- _EXERCISE DIRECTIONS_: Please copy every line of the data in which the string "unpainted" appears.
___ LISTED ENTRIES
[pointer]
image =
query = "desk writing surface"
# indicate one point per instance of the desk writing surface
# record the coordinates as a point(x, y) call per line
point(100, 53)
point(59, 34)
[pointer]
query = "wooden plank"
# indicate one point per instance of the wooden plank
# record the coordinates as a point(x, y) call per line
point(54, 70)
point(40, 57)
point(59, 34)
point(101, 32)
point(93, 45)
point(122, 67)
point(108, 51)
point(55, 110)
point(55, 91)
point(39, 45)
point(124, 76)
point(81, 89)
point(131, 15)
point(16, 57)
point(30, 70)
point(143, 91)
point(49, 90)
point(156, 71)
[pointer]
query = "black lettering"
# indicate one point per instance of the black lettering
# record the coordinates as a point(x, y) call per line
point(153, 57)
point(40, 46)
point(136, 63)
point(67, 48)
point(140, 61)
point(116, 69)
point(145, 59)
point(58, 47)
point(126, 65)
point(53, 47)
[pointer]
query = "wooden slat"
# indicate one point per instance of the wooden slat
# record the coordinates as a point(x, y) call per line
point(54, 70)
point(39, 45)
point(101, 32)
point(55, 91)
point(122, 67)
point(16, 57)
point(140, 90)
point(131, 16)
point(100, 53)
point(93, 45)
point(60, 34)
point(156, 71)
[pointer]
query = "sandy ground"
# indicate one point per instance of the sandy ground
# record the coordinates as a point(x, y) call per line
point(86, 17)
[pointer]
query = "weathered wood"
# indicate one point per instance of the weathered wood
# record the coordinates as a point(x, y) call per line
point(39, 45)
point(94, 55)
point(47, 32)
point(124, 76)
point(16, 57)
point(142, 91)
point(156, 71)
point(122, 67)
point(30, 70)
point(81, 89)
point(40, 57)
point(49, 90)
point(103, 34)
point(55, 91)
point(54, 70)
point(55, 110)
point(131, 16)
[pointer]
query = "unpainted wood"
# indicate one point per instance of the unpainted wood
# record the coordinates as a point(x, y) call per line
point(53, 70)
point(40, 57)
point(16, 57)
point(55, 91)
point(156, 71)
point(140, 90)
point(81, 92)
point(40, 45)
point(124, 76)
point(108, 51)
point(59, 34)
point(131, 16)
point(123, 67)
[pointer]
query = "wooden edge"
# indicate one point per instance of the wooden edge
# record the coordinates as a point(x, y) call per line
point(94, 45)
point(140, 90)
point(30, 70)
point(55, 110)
______
- _ANSWER TO THIS PROBLEM_:
query = "unpainted wood"
# indicate one point per instance of the unpainted wood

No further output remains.